### MATERIAL SUPPLIED
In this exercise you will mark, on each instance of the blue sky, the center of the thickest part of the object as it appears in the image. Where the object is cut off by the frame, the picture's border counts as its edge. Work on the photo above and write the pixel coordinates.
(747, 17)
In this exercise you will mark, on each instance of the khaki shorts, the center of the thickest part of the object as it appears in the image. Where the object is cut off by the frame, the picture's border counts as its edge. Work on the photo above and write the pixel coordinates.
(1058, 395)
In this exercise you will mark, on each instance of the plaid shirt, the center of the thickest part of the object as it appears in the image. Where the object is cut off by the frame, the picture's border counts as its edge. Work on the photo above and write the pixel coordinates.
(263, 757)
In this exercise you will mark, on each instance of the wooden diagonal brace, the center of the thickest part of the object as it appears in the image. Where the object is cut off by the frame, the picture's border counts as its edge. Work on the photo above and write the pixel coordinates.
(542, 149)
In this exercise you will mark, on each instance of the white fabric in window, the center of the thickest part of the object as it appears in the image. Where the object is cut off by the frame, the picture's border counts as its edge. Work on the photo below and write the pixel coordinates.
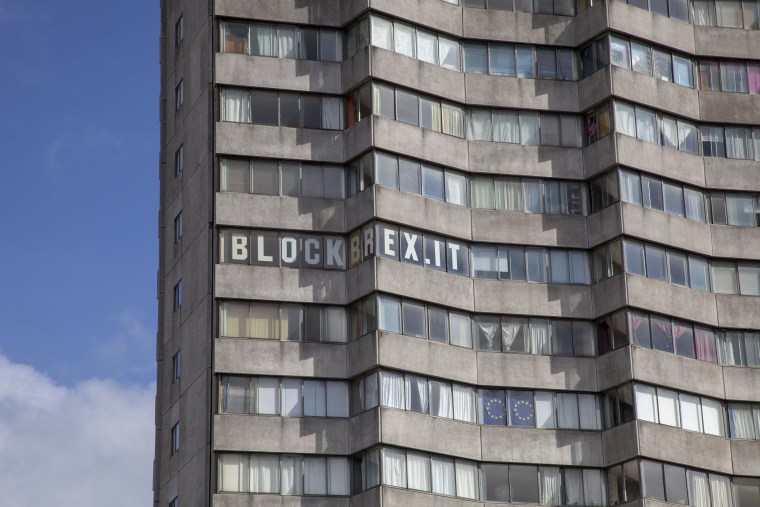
(291, 398)
(337, 399)
(394, 467)
(267, 395)
(442, 475)
(646, 403)
(544, 409)
(699, 492)
(392, 389)
(467, 480)
(567, 411)
(464, 403)
(418, 470)
(551, 486)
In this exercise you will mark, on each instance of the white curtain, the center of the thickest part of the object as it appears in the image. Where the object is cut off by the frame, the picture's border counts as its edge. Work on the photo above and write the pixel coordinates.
(418, 468)
(594, 487)
(567, 411)
(442, 475)
(464, 403)
(338, 476)
(440, 399)
(720, 487)
(625, 121)
(392, 389)
(667, 402)
(646, 403)
(506, 127)
(589, 412)
(291, 398)
(394, 467)
(267, 394)
(539, 337)
(712, 417)
(290, 475)
(467, 479)
(574, 486)
(263, 478)
(551, 485)
(544, 409)
(699, 493)
(236, 106)
(740, 419)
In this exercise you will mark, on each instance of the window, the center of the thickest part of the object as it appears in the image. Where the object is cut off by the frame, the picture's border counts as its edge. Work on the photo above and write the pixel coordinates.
(179, 31)
(178, 227)
(178, 295)
(174, 437)
(179, 95)
(176, 366)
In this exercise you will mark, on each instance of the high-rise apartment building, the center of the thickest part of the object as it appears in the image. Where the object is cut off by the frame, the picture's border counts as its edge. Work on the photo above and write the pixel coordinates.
(415, 253)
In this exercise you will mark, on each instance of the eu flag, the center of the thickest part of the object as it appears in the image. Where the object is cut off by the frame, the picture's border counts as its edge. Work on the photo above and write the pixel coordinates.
(521, 409)
(494, 408)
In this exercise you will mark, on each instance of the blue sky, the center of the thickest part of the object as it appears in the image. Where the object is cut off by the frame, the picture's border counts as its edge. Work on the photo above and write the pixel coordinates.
(79, 141)
(79, 131)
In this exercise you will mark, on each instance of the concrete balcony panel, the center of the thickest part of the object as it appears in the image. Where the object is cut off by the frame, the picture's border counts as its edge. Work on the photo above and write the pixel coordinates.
(656, 93)
(643, 24)
(725, 107)
(265, 433)
(534, 161)
(319, 12)
(728, 174)
(735, 242)
(529, 228)
(525, 298)
(664, 228)
(744, 454)
(495, 25)
(666, 162)
(279, 142)
(271, 211)
(278, 73)
(432, 434)
(738, 312)
(679, 302)
(234, 281)
(680, 373)
(595, 88)
(529, 445)
(609, 295)
(418, 75)
(600, 156)
(430, 13)
(363, 430)
(536, 372)
(416, 142)
(249, 500)
(417, 282)
(502, 91)
(604, 225)
(614, 368)
(427, 358)
(726, 42)
(249, 356)
(420, 212)
(688, 448)
(742, 384)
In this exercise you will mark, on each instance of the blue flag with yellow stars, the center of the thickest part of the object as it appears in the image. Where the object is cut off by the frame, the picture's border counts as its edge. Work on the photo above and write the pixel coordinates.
(521, 409)
(494, 408)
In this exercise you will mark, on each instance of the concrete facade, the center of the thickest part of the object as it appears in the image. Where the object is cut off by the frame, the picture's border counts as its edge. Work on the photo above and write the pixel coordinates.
(195, 357)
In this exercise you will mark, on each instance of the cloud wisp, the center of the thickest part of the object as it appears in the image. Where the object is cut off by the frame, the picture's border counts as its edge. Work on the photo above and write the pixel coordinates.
(80, 446)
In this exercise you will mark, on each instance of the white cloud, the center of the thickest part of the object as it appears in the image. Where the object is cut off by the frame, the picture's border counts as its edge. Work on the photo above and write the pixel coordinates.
(87, 445)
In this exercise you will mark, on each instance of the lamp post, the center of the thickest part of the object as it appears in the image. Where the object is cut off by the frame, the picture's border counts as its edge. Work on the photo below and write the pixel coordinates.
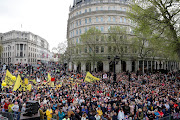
(114, 63)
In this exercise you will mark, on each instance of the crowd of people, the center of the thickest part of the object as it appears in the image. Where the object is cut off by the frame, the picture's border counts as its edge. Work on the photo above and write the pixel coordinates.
(148, 96)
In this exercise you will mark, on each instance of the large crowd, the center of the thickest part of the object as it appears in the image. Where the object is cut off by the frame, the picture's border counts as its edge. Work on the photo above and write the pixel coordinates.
(137, 97)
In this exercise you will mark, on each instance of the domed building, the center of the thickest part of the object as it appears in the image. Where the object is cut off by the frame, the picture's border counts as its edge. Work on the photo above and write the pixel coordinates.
(103, 14)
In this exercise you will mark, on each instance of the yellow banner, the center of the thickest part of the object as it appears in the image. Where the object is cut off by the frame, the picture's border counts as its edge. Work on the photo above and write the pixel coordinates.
(18, 83)
(90, 78)
(8, 79)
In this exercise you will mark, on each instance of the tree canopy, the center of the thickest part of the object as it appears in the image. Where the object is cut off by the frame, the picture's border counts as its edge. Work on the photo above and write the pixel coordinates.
(158, 22)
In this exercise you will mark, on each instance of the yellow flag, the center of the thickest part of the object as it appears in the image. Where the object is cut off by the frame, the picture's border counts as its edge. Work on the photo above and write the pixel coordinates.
(8, 78)
(26, 81)
(29, 87)
(18, 83)
(90, 78)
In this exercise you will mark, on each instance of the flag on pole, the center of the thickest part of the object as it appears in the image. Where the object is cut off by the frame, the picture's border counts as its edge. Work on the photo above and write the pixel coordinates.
(90, 78)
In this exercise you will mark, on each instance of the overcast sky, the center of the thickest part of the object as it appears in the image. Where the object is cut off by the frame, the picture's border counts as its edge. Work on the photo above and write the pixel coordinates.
(46, 18)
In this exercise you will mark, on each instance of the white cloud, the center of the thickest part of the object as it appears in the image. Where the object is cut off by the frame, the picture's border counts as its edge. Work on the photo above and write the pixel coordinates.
(46, 18)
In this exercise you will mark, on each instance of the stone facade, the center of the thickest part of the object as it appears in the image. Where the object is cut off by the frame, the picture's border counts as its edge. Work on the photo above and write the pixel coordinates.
(102, 14)
(23, 47)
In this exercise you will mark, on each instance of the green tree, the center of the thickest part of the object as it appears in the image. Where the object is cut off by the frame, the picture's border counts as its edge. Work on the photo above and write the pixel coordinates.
(160, 19)
(90, 43)
(61, 49)
(118, 41)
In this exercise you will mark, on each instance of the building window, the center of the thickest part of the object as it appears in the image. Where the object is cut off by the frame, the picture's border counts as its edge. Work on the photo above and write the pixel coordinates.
(109, 49)
(109, 19)
(121, 19)
(85, 49)
(101, 7)
(101, 19)
(102, 29)
(97, 28)
(102, 49)
(97, 19)
(80, 31)
(114, 8)
(97, 38)
(90, 49)
(85, 29)
(102, 38)
(17, 46)
(124, 20)
(89, 20)
(85, 20)
(109, 28)
(114, 19)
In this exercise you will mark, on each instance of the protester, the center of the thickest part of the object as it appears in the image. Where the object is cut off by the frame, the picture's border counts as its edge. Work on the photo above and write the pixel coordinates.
(149, 96)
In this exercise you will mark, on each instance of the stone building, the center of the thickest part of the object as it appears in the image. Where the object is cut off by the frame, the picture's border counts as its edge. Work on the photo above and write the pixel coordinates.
(102, 14)
(23, 47)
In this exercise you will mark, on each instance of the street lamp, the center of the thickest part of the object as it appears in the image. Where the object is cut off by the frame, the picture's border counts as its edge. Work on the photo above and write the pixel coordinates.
(114, 62)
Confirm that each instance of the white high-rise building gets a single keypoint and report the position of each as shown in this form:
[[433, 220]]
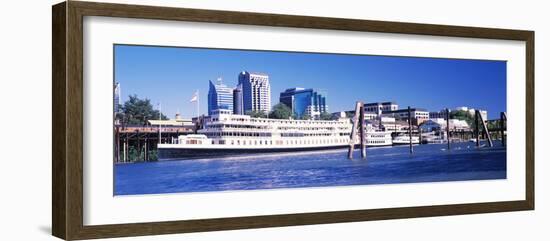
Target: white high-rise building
[[116, 100], [256, 91]]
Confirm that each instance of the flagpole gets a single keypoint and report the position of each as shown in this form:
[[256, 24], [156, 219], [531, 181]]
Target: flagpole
[[198, 104], [160, 125]]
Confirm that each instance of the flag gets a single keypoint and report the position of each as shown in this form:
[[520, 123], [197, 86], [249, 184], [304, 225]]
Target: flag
[[195, 96]]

### YOUR TASK
Copy the part that opens with the line containing "Confirm that each instance of the flagpole" and closes with the line containing "[[198, 104], [160, 125]]", swapping "flagpole" for "lamp post" and leaving everything else unchanged.

### RESULT OF THE EXERCISE
Confirm that each instance of the lamp post gets a single keypoint and report the position of each as shown in this form:
[[256, 24], [156, 219], [531, 181]]
Target: lamp post
[[198, 104], [160, 125]]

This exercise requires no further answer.